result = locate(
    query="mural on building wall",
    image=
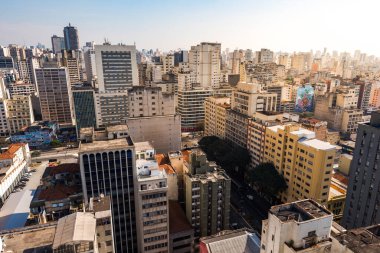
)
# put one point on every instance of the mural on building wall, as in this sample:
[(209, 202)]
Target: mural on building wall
[(305, 99)]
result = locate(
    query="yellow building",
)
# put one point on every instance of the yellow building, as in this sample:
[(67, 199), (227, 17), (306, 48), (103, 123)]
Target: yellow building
[(305, 162), (215, 116)]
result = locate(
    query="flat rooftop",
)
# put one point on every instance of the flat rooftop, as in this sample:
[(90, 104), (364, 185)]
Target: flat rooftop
[(31, 239), (361, 240), (300, 211), (241, 241), (105, 145)]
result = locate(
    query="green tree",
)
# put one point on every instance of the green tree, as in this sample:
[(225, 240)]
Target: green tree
[(266, 179)]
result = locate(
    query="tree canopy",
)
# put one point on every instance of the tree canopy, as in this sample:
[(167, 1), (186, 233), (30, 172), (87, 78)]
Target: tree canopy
[(267, 180), (229, 157)]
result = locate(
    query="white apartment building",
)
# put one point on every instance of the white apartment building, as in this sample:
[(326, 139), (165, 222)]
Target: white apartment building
[(19, 112), (301, 226), (14, 163), (151, 201), (204, 63)]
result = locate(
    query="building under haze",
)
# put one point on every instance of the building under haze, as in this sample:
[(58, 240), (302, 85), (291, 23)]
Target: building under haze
[(71, 37), (362, 206)]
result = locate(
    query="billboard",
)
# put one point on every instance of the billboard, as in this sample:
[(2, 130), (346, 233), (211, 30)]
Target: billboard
[(305, 99)]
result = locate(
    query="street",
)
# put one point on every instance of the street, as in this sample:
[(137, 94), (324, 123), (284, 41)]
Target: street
[(15, 210)]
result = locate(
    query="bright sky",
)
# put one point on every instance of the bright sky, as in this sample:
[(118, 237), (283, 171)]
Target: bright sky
[(280, 25)]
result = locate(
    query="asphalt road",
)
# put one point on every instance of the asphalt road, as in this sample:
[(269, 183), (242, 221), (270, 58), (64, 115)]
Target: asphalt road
[(15, 210)]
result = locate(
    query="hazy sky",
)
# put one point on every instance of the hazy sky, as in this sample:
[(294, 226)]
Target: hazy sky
[(286, 25)]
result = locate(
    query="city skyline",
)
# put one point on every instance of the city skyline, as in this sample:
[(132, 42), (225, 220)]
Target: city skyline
[(283, 25)]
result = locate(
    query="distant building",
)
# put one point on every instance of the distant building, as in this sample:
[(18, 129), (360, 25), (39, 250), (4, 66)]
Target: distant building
[(54, 90), (181, 234), (207, 187), (152, 201), (19, 112), (84, 106), (361, 208), (14, 163), (241, 240), (296, 153), (215, 116), (301, 226), (57, 43), (59, 194), (38, 135), (71, 37), (104, 153)]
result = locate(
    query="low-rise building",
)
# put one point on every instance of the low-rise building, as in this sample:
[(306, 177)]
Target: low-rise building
[(301, 226), (207, 188), (151, 202), (241, 240), (59, 194), (37, 135), (181, 234), (14, 162)]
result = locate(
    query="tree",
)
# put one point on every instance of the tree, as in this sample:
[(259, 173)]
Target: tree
[(266, 179), (233, 159)]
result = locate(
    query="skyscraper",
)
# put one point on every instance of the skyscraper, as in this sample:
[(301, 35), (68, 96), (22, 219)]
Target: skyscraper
[(362, 206), (204, 63), (116, 70), (54, 90), (57, 43), (71, 37), (107, 162)]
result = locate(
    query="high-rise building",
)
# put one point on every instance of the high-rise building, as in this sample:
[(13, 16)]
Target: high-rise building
[(71, 37), (70, 60), (57, 43), (116, 67), (204, 63), (84, 106), (107, 163), (19, 112), (215, 116), (207, 195), (151, 201), (264, 56), (362, 206), (305, 162), (54, 89), (301, 226)]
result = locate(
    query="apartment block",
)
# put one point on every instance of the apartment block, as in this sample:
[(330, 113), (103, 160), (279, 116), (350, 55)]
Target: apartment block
[(191, 106), (362, 202), (14, 162), (300, 226), (215, 116), (204, 64), (207, 195), (54, 89), (19, 112), (107, 163), (305, 162), (151, 202)]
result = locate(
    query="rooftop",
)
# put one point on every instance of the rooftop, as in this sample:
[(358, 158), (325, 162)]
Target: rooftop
[(177, 218), (105, 145), (299, 211), (361, 240), (36, 239), (75, 227), (240, 241), (318, 144)]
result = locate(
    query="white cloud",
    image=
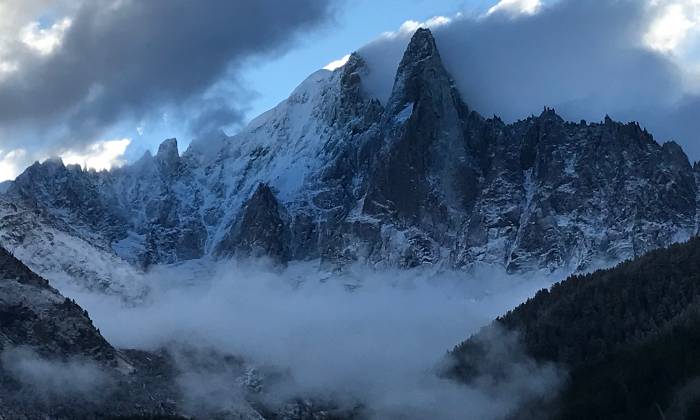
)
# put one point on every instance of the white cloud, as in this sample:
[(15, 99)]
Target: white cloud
[(410, 26), (100, 156), (675, 22), (44, 40), (516, 7), (337, 63)]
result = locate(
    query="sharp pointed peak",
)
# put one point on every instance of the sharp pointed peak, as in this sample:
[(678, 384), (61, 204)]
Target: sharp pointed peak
[(421, 46)]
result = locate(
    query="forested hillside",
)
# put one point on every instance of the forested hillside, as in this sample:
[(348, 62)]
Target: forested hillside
[(628, 338)]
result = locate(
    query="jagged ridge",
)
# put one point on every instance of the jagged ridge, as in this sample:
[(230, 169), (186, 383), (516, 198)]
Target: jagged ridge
[(422, 180)]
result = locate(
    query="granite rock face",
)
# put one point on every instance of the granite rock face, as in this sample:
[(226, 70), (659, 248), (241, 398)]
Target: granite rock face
[(332, 173)]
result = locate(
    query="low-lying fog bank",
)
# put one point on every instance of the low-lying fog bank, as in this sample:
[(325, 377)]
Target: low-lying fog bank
[(362, 337)]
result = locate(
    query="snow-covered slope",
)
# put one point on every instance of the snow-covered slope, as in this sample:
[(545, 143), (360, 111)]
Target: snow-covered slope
[(331, 173)]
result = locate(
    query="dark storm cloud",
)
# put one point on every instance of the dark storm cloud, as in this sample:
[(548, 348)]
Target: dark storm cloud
[(584, 58), (127, 59)]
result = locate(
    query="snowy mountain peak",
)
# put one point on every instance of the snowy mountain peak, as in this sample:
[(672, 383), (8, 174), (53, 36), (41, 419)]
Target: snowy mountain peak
[(422, 46), (421, 75), (331, 174), (168, 157)]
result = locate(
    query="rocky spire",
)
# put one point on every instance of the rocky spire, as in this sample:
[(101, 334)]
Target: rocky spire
[(168, 157), (420, 74)]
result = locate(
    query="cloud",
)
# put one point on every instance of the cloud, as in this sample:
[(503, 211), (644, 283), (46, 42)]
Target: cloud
[(585, 59), (377, 338), (74, 68), (515, 7), (54, 378), (44, 41), (11, 163), (102, 155), (337, 63)]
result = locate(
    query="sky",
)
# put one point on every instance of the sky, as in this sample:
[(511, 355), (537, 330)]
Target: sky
[(99, 82)]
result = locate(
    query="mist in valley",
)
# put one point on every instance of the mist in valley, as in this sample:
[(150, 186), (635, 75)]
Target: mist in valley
[(375, 340)]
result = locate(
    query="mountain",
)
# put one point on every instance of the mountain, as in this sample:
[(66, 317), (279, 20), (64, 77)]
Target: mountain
[(54, 363), (627, 337), (333, 174)]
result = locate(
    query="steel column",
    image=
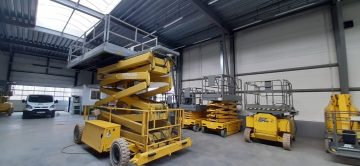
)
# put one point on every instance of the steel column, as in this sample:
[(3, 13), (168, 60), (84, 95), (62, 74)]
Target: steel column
[(232, 57), (47, 65), (340, 44), (9, 69), (76, 77), (179, 70)]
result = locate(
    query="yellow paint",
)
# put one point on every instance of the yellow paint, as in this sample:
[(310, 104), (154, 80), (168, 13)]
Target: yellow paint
[(144, 123), (269, 127), (100, 134), (232, 127), (340, 110)]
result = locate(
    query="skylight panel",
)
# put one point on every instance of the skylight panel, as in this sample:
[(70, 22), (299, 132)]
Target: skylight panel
[(102, 6), (79, 23), (52, 15)]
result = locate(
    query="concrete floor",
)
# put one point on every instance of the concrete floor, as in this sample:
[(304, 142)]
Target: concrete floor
[(39, 142)]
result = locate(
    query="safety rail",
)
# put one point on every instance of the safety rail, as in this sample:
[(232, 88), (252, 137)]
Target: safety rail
[(191, 96), (271, 95), (343, 124), (112, 30), (221, 84)]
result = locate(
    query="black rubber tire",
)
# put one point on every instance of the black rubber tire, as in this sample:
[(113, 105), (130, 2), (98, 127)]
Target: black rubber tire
[(204, 129), (196, 128), (247, 135), (223, 133), (287, 141), (119, 153), (78, 130), (327, 142), (25, 116)]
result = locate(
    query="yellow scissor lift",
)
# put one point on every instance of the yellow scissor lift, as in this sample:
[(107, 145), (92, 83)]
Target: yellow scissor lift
[(271, 105), (133, 128), (195, 111), (222, 113), (342, 127)]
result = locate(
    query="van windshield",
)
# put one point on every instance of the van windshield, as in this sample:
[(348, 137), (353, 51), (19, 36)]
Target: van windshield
[(40, 99)]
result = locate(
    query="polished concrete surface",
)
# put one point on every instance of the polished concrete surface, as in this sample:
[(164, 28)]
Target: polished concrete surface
[(40, 142)]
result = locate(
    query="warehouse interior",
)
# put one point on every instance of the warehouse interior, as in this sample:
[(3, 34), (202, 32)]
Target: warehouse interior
[(179, 82)]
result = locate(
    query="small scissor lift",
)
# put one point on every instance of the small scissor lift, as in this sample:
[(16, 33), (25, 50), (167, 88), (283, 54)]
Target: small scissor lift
[(222, 113), (195, 111), (271, 103), (342, 127)]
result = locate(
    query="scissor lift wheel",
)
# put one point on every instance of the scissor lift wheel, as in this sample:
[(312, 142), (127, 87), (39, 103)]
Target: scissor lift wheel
[(78, 130), (247, 134), (327, 145), (223, 133), (287, 141), (196, 128), (119, 153)]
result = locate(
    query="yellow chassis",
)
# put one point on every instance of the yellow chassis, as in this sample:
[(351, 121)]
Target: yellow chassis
[(148, 131), (269, 127), (225, 128), (143, 158), (194, 124)]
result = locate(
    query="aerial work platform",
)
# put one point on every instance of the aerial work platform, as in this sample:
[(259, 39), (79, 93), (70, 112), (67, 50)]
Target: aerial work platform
[(109, 41)]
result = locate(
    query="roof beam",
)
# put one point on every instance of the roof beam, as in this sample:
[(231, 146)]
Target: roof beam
[(35, 45), (79, 7), (56, 33), (211, 15)]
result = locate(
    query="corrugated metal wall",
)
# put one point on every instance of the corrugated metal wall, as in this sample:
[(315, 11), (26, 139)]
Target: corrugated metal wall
[(301, 40), (199, 61), (352, 36), (297, 41), (31, 70)]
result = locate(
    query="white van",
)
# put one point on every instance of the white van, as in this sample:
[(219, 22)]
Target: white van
[(39, 105)]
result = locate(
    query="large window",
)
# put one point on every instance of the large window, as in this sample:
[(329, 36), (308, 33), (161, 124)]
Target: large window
[(22, 91)]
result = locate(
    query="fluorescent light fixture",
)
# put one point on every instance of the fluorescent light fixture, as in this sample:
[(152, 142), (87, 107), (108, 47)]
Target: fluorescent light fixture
[(301, 7), (178, 47), (213, 1), (150, 34), (202, 40), (173, 22), (247, 25)]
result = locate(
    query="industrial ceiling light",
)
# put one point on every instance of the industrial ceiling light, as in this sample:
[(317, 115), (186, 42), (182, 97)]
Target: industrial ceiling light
[(178, 47), (247, 25), (202, 40), (173, 22), (150, 34), (301, 7), (213, 1)]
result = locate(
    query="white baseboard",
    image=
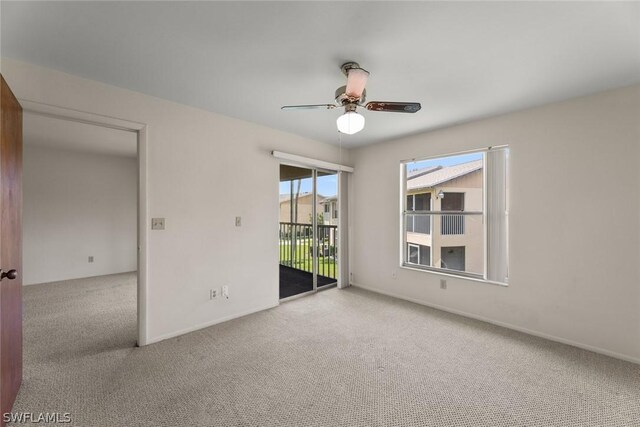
|---|
TASK BRIEF:
Reproduce everything from the first of the lines above down through the one containing "[(19, 112), (301, 226), (14, 163), (151, 201), (204, 63)]", shifting each coordinate in the answer point lists up by 108 while keeping the sample points unchanged. Omit the pictures from your copy.

COMPLETE OUTPUT:
result = locate(
    query="mural on building wall",
    image=
)
# put one point on every instance of the mural on building wall, as in this sample:
[(209, 202)]
Target: mural on building wall
[(413, 207)]
result = locate(
    query="yellow building",
)
# put one point on every instance of the yellow building, as in this sample:
[(67, 199), (227, 17), (306, 48), (103, 123)]
Target: yellow building
[(413, 270), (323, 224)]
result = locate(
    query="flat rooftop",
)
# put one point on every instance of the flat rooftop, as in this sample:
[(90, 104), (364, 185)]
Target: flat rooftop
[(139, 347), (469, 348), (408, 319), (349, 349), (213, 253)]
result = locate(
    query="green tree",
)
# put one point on every instance of the green tree, as in this sample:
[(225, 240)]
Target: green tree
[(374, 287)]
result = locate(
    query="tree canopy",
)
# put one point on every instance of the tree canopy, as in this sample:
[(167, 1), (186, 233), (30, 172), (87, 78)]
Target: tree canopy
[(375, 288), (337, 265)]
result = locate(
    query="white apartment building",
)
# put one point on every instance of the white apartment building, as in this sample:
[(326, 139), (165, 222)]
Target: white apartment building
[(127, 220), (409, 334), (122, 271), (259, 309), (312, 171)]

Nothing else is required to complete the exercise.